**Task details**.
Starting at the line that contains "the snow on" and continuing through the end of the listing, reproduce those lines with the requests included. Multiply every coordinate in the answers by 1.2, rounding to whole numbers with halves rounded up.

(Dataset excerpts on object pointing)
┄┄┄┄┄┄

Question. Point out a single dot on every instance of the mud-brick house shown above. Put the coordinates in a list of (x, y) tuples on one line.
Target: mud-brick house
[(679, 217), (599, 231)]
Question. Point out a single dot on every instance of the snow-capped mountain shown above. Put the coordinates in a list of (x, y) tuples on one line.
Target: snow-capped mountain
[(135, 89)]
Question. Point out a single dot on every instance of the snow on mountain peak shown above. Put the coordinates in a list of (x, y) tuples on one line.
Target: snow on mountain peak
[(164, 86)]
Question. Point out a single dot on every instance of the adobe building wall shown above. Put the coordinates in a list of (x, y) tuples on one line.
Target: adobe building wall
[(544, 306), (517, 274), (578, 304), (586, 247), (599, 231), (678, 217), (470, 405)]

┄┄┄┄┄┄

**Solution for this exercise**.
Question. Point out a single dot on every instance of the snow on mountain peak shown above. Put the coordinates in a list of (x, y) tuples on one line.
Target: snow on mountain peak
[(197, 103)]
Question. Point out a single dot on every instance of the adobe building wall shown above. Put the coordinates in a list of (x, y) tuples on one line.
Target: adobe building wall
[(653, 367), (620, 329), (694, 365), (703, 296), (719, 277), (814, 260), (564, 486)]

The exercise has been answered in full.